[Assignment A] In the passage on breaking text-CAPTCHA schemes, reproduce everything from "The quantitative evaluation" down to "existing state-of-the-art systems.".
[Assignment B] Translate this sentence from the passage on breaking text-CAPTCHA schemes into Spanish: "The proposed system was trained and validated across eight different datasets."

Graphs demonstrating the train loss, test loss, and accuracy of the proposed system during training

5.3 Performance comparison with existing systems

The quantitative evaluation of the proposed system was carried out in two phases. The first phase evaluates and compares the performance of the proposed system to the existing studies whose dataset is available publicly. As reported in Table 6, the proposed system has achieved an accuracy of almost 40% higher than existing systems. The second phase evaluates and compares the performance of the proposed system to the existing studies whose datasets are not available publicly. In this phase, a relative comparison to corresponding text-CAPTCHA schemes in terms of security features. Table 7 report this comparison. The report shows that the proposed system outperforms the existing state-of-the-art systems.

Table 6 Comparing the performance of the proposed system with existing systems on the CAPTCHA_V2 dataset
Table 7 Proposed system performance compared to corresponding text-CAPTCHA schemes in existing systems with respect to their security features

6 Conclusion and future work

A Multiview deep learning paradigm for breaking text-CAPTCHA schemes was introduced. The Multiview learning setting aims to explore deep complementary features from multiple views of the input text-CAPTCHA image. The proposed architecture first utilizes a combination of CNN (for spatial feature extraction) and a bidirectional GRU (to learn sequential features). Then a view integration technique that maximizes the complementarity between both discriminative views is employed. Lastly, the integrated views are mapped into expected output predictions and trained end-to-end using a CTC loss function. The proposed system was trained and validated across eight different datasets. The system achieves remarkably high accuracies within the ranges of 93.6% to 100% across the eight datasets. Impressively, the system requires very little time to break the text-CAPTCHA with an average time between 0.0032% to 0.21% seconds. To further demonstrate the performance of the proposed system, an ablation study was conducted on a diverse group of human users. The study shows that, during the design of text-CAPTCHA schemes, when the complexity of difficulty levels is high, the text-CAPTCHA scheme is not very efficient for human users. A comparison of the ablation study results with the proposed system demonstrated that the system outperforms the human users that the CAPTCHA is designed to serve. Further comparison shows that the proposed system outperformed existing state-of-the-art text-CAPTCHA breaking systems. Future works will focus on optimizing the decoder of the CTC architecture to increase training time. Proposing a new CAPTCHA scheme that can resist the existing CAPTCHA solutions.

(Stored data entries)
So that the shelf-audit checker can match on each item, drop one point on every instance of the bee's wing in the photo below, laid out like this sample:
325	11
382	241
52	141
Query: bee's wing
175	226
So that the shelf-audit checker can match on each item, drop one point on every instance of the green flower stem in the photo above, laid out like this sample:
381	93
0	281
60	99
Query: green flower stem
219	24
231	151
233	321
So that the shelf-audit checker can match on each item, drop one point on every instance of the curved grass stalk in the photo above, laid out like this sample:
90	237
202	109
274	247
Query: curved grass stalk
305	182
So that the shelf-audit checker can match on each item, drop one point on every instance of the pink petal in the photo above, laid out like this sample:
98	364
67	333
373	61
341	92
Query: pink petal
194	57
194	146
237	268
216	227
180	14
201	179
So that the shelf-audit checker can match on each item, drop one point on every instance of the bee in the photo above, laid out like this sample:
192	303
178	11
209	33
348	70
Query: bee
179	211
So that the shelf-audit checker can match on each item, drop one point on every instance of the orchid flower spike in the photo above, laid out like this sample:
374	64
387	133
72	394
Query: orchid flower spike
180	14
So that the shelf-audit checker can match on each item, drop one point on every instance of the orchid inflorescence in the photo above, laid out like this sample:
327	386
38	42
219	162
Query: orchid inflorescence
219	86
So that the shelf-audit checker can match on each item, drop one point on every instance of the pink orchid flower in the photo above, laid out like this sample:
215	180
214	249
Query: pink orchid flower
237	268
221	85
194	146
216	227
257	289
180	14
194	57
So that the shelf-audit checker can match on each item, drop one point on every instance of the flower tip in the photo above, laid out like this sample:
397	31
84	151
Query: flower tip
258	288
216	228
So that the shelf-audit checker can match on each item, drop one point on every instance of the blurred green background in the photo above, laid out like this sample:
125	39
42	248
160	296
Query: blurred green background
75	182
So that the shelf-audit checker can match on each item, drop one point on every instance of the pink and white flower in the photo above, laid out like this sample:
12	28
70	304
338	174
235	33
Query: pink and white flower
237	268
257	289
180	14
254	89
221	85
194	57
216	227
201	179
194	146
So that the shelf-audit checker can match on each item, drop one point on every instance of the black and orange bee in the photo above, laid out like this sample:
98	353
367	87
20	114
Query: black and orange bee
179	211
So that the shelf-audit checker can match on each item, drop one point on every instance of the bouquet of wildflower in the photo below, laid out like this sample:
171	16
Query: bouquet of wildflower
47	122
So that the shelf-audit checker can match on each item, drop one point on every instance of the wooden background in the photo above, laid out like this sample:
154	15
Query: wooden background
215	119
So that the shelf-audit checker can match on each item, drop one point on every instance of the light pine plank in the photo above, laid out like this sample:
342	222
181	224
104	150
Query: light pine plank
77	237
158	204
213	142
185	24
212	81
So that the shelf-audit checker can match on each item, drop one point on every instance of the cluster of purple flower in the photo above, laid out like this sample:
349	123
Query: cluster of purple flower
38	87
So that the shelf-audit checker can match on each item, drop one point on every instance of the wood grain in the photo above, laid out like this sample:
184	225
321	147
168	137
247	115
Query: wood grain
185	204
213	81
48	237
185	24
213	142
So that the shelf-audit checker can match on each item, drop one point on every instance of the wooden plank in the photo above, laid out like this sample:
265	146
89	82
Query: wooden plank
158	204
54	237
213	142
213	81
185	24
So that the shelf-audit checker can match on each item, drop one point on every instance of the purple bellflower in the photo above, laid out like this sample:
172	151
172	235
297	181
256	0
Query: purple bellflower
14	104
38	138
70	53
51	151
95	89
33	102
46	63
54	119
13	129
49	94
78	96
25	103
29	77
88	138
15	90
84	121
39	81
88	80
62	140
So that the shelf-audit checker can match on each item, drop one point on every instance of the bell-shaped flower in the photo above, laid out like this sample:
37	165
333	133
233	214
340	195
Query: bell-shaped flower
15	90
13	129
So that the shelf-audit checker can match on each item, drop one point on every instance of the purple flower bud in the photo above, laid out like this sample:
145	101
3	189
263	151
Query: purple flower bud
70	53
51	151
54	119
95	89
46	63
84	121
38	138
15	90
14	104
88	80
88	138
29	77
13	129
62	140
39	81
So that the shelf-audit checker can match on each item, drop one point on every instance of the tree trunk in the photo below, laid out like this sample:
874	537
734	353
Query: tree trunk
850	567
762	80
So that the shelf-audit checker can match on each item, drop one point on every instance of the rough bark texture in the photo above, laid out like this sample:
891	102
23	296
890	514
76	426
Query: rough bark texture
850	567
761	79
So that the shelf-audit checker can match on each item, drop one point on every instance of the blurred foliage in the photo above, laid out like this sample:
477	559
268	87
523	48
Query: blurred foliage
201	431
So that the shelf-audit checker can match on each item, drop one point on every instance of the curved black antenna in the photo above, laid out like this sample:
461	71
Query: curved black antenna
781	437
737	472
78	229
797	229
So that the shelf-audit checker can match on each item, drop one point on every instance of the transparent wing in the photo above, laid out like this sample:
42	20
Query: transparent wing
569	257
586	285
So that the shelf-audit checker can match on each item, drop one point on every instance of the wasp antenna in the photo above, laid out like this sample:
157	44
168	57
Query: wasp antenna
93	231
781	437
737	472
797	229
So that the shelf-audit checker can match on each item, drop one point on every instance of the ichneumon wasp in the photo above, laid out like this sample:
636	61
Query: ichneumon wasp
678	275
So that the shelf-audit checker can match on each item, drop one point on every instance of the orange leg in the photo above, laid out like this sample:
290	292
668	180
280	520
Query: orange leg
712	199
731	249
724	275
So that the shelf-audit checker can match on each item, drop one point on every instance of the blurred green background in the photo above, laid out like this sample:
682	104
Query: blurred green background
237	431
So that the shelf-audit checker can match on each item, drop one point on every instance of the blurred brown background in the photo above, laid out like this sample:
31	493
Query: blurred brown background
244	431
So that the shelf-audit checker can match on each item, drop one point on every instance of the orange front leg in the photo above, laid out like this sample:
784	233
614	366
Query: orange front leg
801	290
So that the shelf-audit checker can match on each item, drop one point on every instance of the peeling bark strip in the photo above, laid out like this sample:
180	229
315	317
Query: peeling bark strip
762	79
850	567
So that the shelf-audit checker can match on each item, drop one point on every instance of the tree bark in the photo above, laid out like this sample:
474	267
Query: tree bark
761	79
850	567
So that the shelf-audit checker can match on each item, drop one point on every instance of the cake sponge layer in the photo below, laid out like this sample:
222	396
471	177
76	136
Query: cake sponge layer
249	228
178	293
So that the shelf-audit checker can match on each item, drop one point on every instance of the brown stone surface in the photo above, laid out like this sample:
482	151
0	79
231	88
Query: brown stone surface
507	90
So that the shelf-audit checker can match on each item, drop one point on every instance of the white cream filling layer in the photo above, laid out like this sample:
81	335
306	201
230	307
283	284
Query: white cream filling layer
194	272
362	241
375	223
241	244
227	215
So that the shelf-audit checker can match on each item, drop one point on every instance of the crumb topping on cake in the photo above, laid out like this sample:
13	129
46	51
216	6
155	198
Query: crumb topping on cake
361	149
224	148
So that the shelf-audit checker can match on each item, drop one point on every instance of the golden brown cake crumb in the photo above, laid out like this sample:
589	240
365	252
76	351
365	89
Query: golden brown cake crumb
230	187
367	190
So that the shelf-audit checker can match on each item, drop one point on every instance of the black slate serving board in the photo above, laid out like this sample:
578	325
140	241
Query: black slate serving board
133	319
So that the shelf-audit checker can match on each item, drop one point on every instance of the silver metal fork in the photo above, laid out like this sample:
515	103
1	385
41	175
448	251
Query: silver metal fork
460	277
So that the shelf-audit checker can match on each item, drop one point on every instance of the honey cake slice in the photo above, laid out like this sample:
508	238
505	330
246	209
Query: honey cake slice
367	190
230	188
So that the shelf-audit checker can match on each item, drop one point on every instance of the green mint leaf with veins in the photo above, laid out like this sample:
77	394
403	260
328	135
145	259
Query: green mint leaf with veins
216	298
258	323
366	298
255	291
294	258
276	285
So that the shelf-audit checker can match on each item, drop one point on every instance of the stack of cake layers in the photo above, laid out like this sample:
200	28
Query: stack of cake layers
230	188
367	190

[Written answer A]
The quantitative evaluation of the proposed system was carried out in two phases. The first phase evaluates and compares the performance of the proposed system to the existing studies whose dataset is available publicly. As reported in Table 6, the proposed system has achieved an accuracy of almost 40% higher than existing systems. The second phase evaluates and compares the performance of the proposed system to the existing studies whose datasets are not available publicly. In this phase, a relative comparison to corresponding text-CAPTCHA schemes in terms of security features. Table 7 report this comparison. The report shows that the proposed system outperforms the existing state-of-the-art systems.

[Written answer B] El sistema propuesto se entrenó y se validó en ocho conjuntos de datos diferentes.